— Start Task input —

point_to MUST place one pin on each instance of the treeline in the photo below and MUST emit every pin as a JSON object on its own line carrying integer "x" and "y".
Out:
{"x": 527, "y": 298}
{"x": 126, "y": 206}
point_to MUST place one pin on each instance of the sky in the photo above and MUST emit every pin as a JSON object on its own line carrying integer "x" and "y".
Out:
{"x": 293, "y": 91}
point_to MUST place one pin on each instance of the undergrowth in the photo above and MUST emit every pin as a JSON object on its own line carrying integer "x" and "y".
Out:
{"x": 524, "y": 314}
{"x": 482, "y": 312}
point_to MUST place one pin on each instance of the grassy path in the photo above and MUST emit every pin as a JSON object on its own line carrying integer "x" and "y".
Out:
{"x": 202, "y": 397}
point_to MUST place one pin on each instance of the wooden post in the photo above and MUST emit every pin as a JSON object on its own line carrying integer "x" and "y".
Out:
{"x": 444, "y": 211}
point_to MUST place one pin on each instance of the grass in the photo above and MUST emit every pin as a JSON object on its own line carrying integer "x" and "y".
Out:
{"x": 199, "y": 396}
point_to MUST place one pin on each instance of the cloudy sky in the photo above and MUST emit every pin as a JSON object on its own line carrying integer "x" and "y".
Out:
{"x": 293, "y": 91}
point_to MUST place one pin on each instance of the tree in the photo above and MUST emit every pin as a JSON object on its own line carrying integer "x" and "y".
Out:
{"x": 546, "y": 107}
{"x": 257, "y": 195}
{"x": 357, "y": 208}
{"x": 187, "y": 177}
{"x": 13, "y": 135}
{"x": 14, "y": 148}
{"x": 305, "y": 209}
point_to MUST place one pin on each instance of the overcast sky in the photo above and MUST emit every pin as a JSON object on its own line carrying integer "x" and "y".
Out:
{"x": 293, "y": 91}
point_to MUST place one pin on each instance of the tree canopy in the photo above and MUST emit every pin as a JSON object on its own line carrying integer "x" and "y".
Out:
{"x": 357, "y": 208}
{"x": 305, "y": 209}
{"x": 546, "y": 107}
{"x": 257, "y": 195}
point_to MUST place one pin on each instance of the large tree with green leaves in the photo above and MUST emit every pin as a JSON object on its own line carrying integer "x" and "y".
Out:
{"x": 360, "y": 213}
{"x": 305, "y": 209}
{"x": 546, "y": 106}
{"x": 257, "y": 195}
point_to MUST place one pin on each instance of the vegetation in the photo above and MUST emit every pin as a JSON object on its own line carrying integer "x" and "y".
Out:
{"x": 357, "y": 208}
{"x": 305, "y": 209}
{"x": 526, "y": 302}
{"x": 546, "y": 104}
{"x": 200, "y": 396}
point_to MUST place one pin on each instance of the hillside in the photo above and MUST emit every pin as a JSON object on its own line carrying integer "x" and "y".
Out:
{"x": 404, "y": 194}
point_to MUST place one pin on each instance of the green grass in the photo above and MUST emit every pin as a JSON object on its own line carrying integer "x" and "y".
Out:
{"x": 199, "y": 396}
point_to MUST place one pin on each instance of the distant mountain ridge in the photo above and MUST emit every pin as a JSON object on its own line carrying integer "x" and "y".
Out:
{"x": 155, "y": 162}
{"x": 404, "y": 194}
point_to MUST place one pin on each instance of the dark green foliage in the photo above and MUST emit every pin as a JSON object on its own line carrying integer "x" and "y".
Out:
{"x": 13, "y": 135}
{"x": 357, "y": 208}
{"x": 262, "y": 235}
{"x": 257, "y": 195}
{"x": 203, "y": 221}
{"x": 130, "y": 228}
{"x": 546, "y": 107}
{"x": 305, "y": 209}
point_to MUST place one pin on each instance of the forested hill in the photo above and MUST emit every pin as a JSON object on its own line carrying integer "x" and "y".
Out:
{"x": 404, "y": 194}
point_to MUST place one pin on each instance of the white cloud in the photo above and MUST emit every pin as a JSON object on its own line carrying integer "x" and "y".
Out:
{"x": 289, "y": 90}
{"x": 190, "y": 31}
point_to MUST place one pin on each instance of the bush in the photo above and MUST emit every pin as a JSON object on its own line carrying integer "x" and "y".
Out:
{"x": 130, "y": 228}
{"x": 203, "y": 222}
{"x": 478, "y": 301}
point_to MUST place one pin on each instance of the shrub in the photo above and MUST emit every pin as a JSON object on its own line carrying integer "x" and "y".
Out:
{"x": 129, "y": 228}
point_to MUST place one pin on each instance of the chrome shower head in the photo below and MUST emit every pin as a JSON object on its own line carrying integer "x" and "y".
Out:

— End Task input —

## [Prompt]
Reproduce all of the records above line by line, with every character unchanged.

## [Written reply]
point_to MUST place one pin on each instance of the treeline in the photo below and MUST emit every pin as a JSON object on its own line carrying integer "x" and "y".
Out:
{"x": 527, "y": 298}
{"x": 126, "y": 206}
point_to MUST place one pin on each instance of the sky in the photo above and MUST emit every pin as a JSON object on its own line carrying integer "x" and "y".
Out:
{"x": 293, "y": 91}
point_to MUST place one pin on each instance of the undergrowth in the photo above and MUST emit every pin as a JSON object on its own line carrying integer "x" and "y".
Out:
{"x": 524, "y": 314}
{"x": 482, "y": 312}
point_to MUST place one pin on each instance of the grassy path in the photo above and MUST emit every pin as a JSON object on its own line carrying integer "x" and "y".
Out:
{"x": 202, "y": 397}
point_to MUST place one pin on each instance of the wooden post in the photo above and MUST emit every pin as a JSON object on its own line carrying integer "x" and "y".
Out:
{"x": 444, "y": 211}
point_to MUST place one pin on each instance of the grass in the photo above and MUST emit every pin as a JSON object on its own line carrying integer "x" and "y".
Out:
{"x": 199, "y": 396}
point_to MUST place one pin on each instance of the cloudy sky in the photo above and MUST emit every pin as a JSON object on its own line carrying integer "x" and "y".
Out:
{"x": 293, "y": 91}
point_to MUST place one pin on each instance of the tree in the photo above and MUST emit every pin as a JSON object on its own line carrying integer "x" and "y".
Out:
{"x": 546, "y": 107}
{"x": 257, "y": 195}
{"x": 357, "y": 208}
{"x": 187, "y": 177}
{"x": 13, "y": 135}
{"x": 14, "y": 148}
{"x": 305, "y": 209}
point_to MUST place one pin on each instance of the overcast sky in the photo above and MUST emit every pin as a JSON object on its own line carrying integer "x" and "y".
Out:
{"x": 293, "y": 91}
point_to MUST place one pin on each instance of the tree canopy in the photo above and MUST emit every pin as a JSON object on its own line carrying integer "x" and "y".
Out:
{"x": 357, "y": 208}
{"x": 305, "y": 209}
{"x": 546, "y": 107}
{"x": 257, "y": 195}
point_to MUST place one pin on each instance of the large tree with green leaves in the photo above and MUST emit every pin as a JSON object on its own line carrying integer "x" and "y".
Out:
{"x": 360, "y": 213}
{"x": 305, "y": 209}
{"x": 546, "y": 106}
{"x": 257, "y": 195}
point_to MUST place one pin on each instance of the vegetation in the photo above and MUST emit every pin as a JSON object on its own line carrying integer "x" and "y".
Out:
{"x": 357, "y": 208}
{"x": 305, "y": 209}
{"x": 526, "y": 302}
{"x": 546, "y": 104}
{"x": 200, "y": 396}
point_to MUST place one pin on each instance of the hillside in the photo above and MUST emit every pin as a JSON object on its own line carrying integer "x" and "y".
Out:
{"x": 404, "y": 194}
point_to MUST place one pin on each instance of the green grass in the photo above and MUST emit every pin as a JSON object on its own line carrying integer "x" and "y".
Out:
{"x": 199, "y": 396}
point_to MUST place one pin on each instance of the distant mountain ridge in the photo above and MUST emit every pin as a JSON object on its own line carrying integer "x" and "y".
Out:
{"x": 155, "y": 162}
{"x": 404, "y": 194}
point_to MUST place one pin on each instance of the dark green foliage in the photo above and MUST emit every pin as a JSON object on its own line carrying integer "x" and "y".
Out:
{"x": 13, "y": 135}
{"x": 357, "y": 208}
{"x": 262, "y": 235}
{"x": 257, "y": 195}
{"x": 203, "y": 221}
{"x": 130, "y": 228}
{"x": 546, "y": 107}
{"x": 305, "y": 209}
point_to MUST place one pin on each instance of the forested hill in the photo above and MUST emit every pin as a JSON object on its own line carrying integer "x" and "y".
Out:
{"x": 404, "y": 194}
point_to MUST place one pin on each instance of the white cloud in the photo above and MUST emit every pin as a JSON object on its own line carrying integer "x" and "y".
Out:
{"x": 289, "y": 90}
{"x": 190, "y": 31}
point_to MUST place one pin on each instance of the bush in the photo above and MUST emit every pin as a JSON object on its own line carrying integer "x" and "y".
Out:
{"x": 130, "y": 228}
{"x": 203, "y": 222}
{"x": 478, "y": 301}
point_to MUST place one pin on each instance of the shrub in the photo above and MUST emit every pin as a JSON object on its own line carrying integer "x" and "y".
Out:
{"x": 129, "y": 228}
point_to MUST place one pin on each instance of the chrome shower head in the photo below and MUST emit every pin as a JSON object on its own line carrying integer "x" and "y".
Out:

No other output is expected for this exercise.